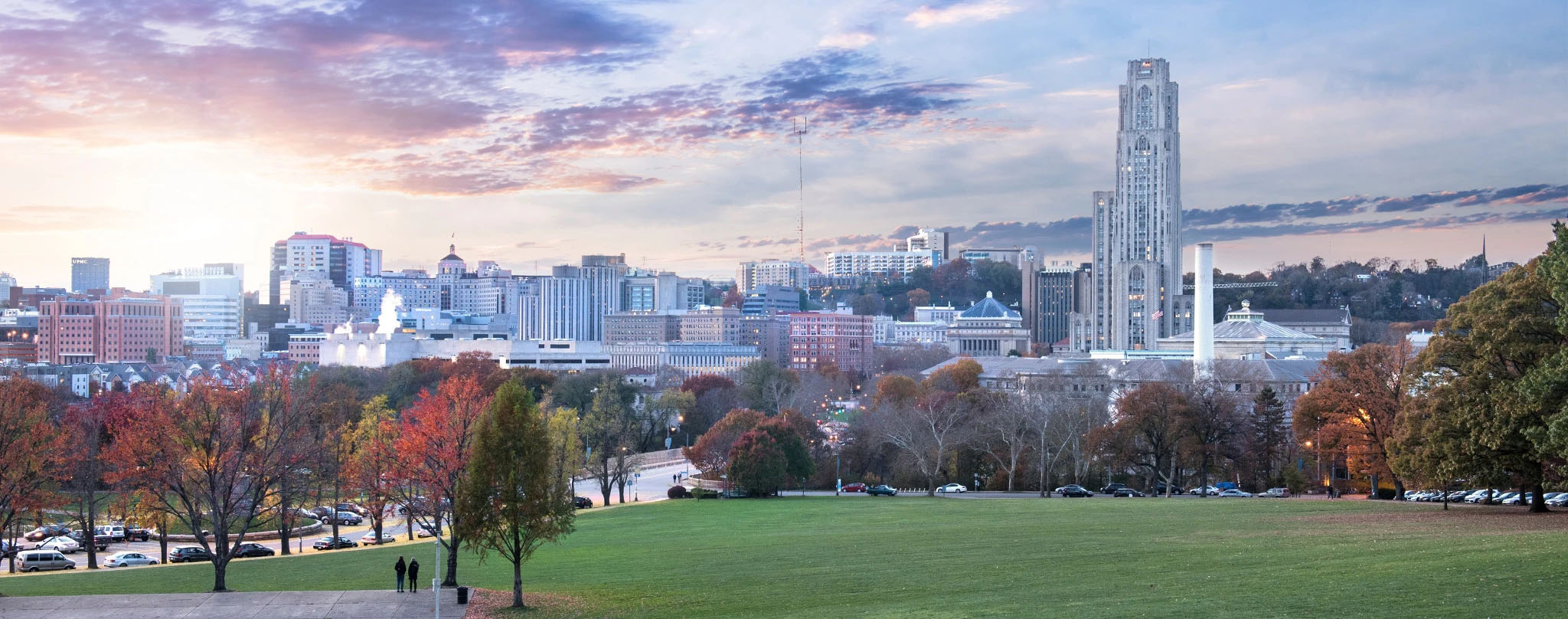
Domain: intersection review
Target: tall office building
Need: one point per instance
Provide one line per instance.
(318, 256)
(88, 274)
(211, 300)
(1137, 228)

——

◆ **Work to complete**
What is needed is a word-for-word transcription of all the entries, with the pictures dropped.

◆ **Task result**
Domain: intersection review
Target: tall office building
Need: one point per instance
Provide one line per instance.
(318, 256)
(88, 274)
(211, 300)
(1137, 228)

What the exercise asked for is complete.